Records
• • • • • • •

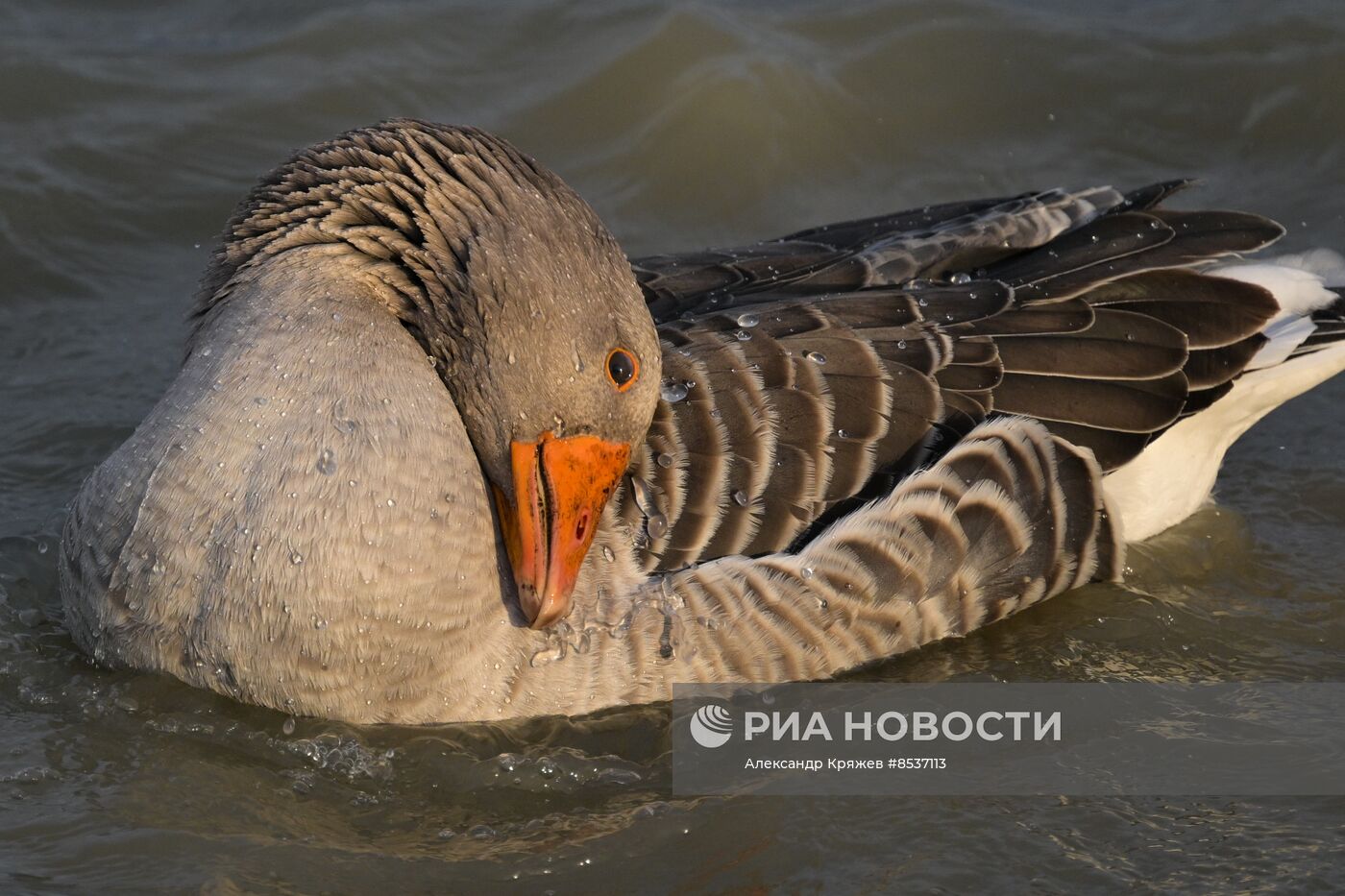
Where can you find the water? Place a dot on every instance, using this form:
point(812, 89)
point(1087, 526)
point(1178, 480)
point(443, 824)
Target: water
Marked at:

• • • • • • •

Output every line of the data above as a JSON list of strings, one string per line. Leave out blank lines and the picture lines.

[
  "Where can you find the water? Place a dot on every instance, using this form:",
  "point(812, 89)",
  "point(1087, 526)",
  "point(1178, 480)",
  "point(443, 824)",
  "Target: water",
  "Marked at:"
]